[Instructions to follow]:
Write out the data word for word and omit every picture.

---------- Raw data ----------

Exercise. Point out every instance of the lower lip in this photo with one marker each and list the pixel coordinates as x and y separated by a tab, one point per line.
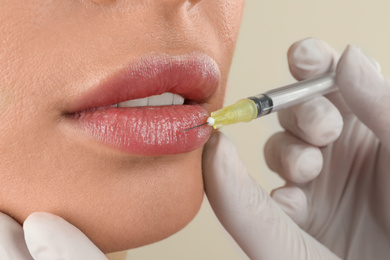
147	131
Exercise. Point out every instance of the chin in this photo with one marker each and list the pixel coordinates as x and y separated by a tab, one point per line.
138	202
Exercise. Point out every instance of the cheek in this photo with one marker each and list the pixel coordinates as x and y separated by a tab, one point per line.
118	204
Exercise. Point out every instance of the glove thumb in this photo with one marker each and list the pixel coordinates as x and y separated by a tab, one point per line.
51	237
365	91
248	213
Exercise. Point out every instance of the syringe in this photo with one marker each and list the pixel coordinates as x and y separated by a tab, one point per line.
250	108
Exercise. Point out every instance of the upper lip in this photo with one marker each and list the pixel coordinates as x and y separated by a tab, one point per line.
194	76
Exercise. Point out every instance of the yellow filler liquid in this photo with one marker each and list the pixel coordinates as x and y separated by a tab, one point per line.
245	110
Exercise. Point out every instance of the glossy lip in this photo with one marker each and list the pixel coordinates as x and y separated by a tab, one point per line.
151	131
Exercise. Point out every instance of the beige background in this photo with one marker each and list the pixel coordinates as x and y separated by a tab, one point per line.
268	29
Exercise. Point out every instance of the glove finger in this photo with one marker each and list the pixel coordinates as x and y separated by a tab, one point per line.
12	244
366	92
51	237
294	160
317	121
248	213
292	200
311	57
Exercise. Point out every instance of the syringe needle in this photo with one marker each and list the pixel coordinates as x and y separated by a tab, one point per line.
195	127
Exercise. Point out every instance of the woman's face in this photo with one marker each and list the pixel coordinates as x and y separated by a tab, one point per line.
126	176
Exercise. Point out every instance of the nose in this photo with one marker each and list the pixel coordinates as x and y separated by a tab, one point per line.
162	2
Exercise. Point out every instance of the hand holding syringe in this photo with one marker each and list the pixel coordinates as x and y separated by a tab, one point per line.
250	108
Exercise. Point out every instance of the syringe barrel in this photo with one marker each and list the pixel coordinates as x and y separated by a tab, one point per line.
299	92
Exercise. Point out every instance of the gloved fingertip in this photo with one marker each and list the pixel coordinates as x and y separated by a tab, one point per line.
353	68
310	57
293	202
51	237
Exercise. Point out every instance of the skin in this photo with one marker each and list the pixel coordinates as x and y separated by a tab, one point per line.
51	52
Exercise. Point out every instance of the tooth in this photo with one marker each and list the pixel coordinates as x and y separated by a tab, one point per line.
178	100
141	102
161	100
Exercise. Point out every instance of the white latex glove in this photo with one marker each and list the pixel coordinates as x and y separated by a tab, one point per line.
338	191
44	236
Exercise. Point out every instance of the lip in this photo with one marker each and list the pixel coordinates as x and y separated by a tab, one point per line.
155	130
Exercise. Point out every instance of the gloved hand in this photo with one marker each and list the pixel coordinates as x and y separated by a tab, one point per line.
44	237
334	155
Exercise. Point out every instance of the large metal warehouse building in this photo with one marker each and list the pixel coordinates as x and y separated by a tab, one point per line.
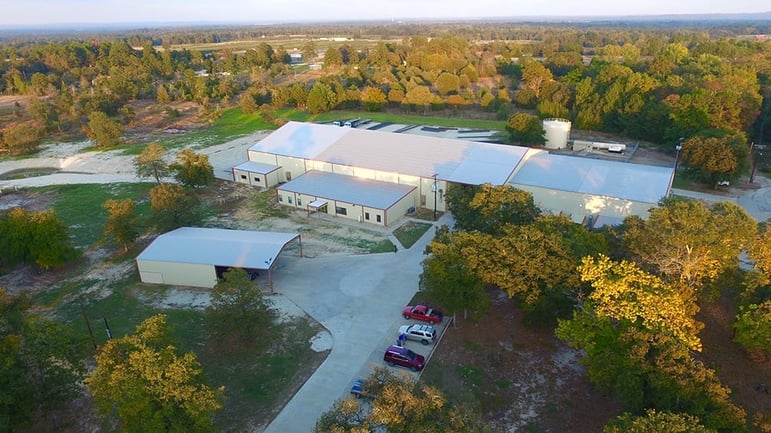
192	256
592	191
377	177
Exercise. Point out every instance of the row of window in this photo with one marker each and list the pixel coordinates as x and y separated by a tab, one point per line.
339	210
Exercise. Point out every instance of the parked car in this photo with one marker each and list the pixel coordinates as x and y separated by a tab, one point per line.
422	312
358	389
423	333
397	355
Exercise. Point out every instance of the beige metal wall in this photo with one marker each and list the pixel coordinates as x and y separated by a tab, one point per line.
353	212
291	168
399	209
248	177
180	274
579	205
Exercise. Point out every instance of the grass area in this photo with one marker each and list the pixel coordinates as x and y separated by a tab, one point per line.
80	206
265	203
413	119
231	124
258	379
409	232
368	246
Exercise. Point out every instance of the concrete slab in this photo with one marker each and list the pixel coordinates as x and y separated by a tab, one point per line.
359	300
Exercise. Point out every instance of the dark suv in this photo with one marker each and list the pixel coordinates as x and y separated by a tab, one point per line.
396	355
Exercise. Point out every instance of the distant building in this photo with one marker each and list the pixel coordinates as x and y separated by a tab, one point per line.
376	177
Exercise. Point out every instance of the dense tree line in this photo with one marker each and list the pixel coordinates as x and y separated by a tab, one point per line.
627	297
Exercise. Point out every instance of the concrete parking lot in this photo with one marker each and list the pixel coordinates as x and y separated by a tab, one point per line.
359	300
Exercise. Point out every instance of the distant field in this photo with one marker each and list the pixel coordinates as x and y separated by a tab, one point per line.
289	43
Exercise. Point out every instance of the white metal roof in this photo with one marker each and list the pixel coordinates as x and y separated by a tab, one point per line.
302	140
460	161
365	192
636	182
256	167
218	247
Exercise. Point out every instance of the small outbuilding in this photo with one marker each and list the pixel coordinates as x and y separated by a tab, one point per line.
591	191
194	256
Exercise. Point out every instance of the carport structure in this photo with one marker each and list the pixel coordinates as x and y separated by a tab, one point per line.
191	256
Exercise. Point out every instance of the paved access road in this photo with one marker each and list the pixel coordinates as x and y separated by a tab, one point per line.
359	300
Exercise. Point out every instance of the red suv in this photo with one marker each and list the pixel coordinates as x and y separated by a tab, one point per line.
396	355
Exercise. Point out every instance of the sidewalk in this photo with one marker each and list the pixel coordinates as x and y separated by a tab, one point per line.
358	299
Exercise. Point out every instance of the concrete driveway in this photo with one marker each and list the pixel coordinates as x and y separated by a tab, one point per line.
359	300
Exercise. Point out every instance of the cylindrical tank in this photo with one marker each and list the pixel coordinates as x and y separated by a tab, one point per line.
557	133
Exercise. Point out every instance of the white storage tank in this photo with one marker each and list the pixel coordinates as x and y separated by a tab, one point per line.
557	132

----------

[Problem solution]:
Exercise. Point out every instance of the lower lip in this photo with one marker each and list the pixel coordinates as x and y separated by a tab, one point per line.
147	131
Exercise. Point out every instance of the chin in this photo with one marker each and list the pixel coordinates as x and y separated by a tab, one point per line.
138	202
Exercise. Point out every instance of the cheek in this photo with one marker each and list the pixel coordinates as x and y separated by a tab, one point per line.
118	204
Exercise. Point out every instance of the glove thumb in this photo with one marker each and list the pixel coordinates as x and y separated by a tab, one point per line.
51	237
365	91
248	213
Exercise. Point out every instance of the syringe in this photo with one marker each and list the pixel coordinates as x and y separated by a tab, one point per line.
250	108
Exercise. Point out every instance of the upper lip in this photo with one marker each and list the pixel coordinates as x and y separated by a tab, one point per line.
194	76
Exercise. Point out every instance of the yellow filler liquid in this photo with one marker each and list the pixel coordinates as x and y separated by a tab, one point per line.
245	110
Exercise. Point out every instance of the glossy lip in this photo with one marker each and list the pixel coordinates as x and y separated by a tab, one point per line.
151	131
Exercise. Point out every instance of the beige background in this photo with one marker each and list the pixel coordinates as x and y separated by a tab, one point per line.
268	29
Exercise. Point out every instance of the glove finger in this photo with one marker each and list the pixel coordinates as x and y separated by a tab, one point per line.
12	244
366	92
51	237
294	160
317	121
248	213
292	200
311	57
Exercise. Point out every instance of the syringe needle in this photo with one marker each and list the pixel coordinates as x and y separated by a tab, one point per line.
195	127
Exercise. Point out every instance of the woman's face in this photo with one marker each and list the pixel coordinates as x and y separated by a tab, one point per line.
126	176
Exercise. Point out every instance of the nose in this photo with one marker each and list the pixel coordinates as x and y separated by a tab, one point per line.
162	2
Exercise. Point out every instance of the hand holding syringe in this photo with one marker each and list the pixel coordinates as x and y separated by a tab, one point per line.
250	108
Exercise. Point out every instance of the syringe barrel in this photo with one marker each and list the pixel coordinates as x and y separated by a tab, one point per line.
299	92
Exercise. Point out every instance of the gloved fingertip in this photo with one marker each and list the pixel coordinates as x and y separated by a tab, one point per line.
353	68
310	57
293	202
51	237
Exercise. Point out every instance of the skin in this photo with one marker each and list the pixel coordinates as x and y separated by a tab, one point per line.
51	52
Exercise. Point out every instance of the tooth in this photo with one marker each and list the pixel coordinates as x and y separated by a tab, one point per line.
178	100
141	102
161	100
Exercise. Point out every instance of the white latex glove in this photo with one marker each and list the pixel coordinates as x and y separated by a tab, one point per line.
338	191
44	236
Exercise. Point out every instance of the lip in this photo with one marker each and list the pixel coordinates as x and y separated by a tab, one point per line.
155	130
Exercise. Point out every instance of the gloved hand in this photo with one marker each and list the pixel coordinates as x and y separated by a tab, one point per line.
44	237
334	155
Exercise. Point out every instance of the large metal warehouse building in this photo with one marker each and list the pixel coordinates as x and y separated by a tab, one point per line.
192	256
592	191
377	177
Exercise. Point out every instance of the row of window in this photo with one marker each and list the pixel coordinates as x and y separated by a tab, one point per line.
339	210
Exercise. Point out every instance of the parked car in this photo with one marker each and list the pixel coordinates as x and y separated by a tab, one point per line.
422	312
358	389
423	333
397	355
Exercise. Point out every instance of the beige metal wall in this photo with one marker each and list the pixel coordinates as x and y separated by a tab, one point per line.
353	212
291	168
399	209
248	177
180	274
579	205
Exercise. Point out every instance of the grass area in this photo with one marker each and list the pixel coordinates as x and y separated by a tab, one point per line.
80	206
265	203
413	119
231	124
258	379
409	232
368	246
Exercise. Point out every instance of the concrete slab in this photo with one marker each and list the pixel coordinates as x and y separated by a tab, one point per line.
359	300
Exercise. Point out every instance of the dark suv in this photo with one marker each and list the pixel coordinates as x and y separated by a tab, one point per line.
396	355
Exercise. Point out every instance of the distant building in this photo with one marker each and list the pixel coordinates as x and y separated by a tab, one point per line.
376	177
Exercise. Point out every instance of the dense tree line in this photo with one marker each and list the pixel coordinates as x and y separated by a tab, one point per line.
627	297
Exercise. Point out every instance of the concrete parking lot in this photo with one marker each and list the pixel coordinates as x and y separated by a tab, one point per line.
359	300
Exercise. Point out every instance of the distant field in this photo with one marker each and list the pixel coordinates as x and y separated by a tab, one point per line.
289	43
Exercise. Point out every instance of the white metal roof in this photo with one marker each and list the pixel coordinates as x and y separated by a tab, one point per line.
302	140
460	161
365	192
636	182
256	167
218	247
Exercise. Point out every instance of the small outbuilding in this photo with one marker each and list the pixel coordinates as x and y separated by a tab, one point per line.
591	191
194	256
Exercise. Point out every instance of the carport structure in this photo with one marker each and list the pixel coordinates as x and y separated by a tab, one point per line.
191	256
Exercise. Point out every instance of the paved access road in this photo with one marker each and list the pixel coordinates as x and y separated by a tab, one point per line.
359	300
Exercise. Point out every instance of the red suv in this photo with one marker each and list the pixel coordinates as x and y separated by a tab, one point per line.
396	355
Exercise. Point out every instance of the sidewalk in this photo with one marker each and list the pixel coordinates as x and y separated by a tab, one point per line.
358	299
Exercise. Point out every instance of the concrete driveway in this photo with one marker each and list the pixel coordinates as x and y separated by a tab, one point per line.
359	300
Exercise. Point out every instance of the cylindrical tank in this photo with one marker each and list the pixel coordinates as x and y separated by a tab, one point per line.
557	133
Exercise. Point out every instance of the white storage tank in this photo with one marker each and list the pixel coordinates as x and y separated by a tab, one point per line.
557	132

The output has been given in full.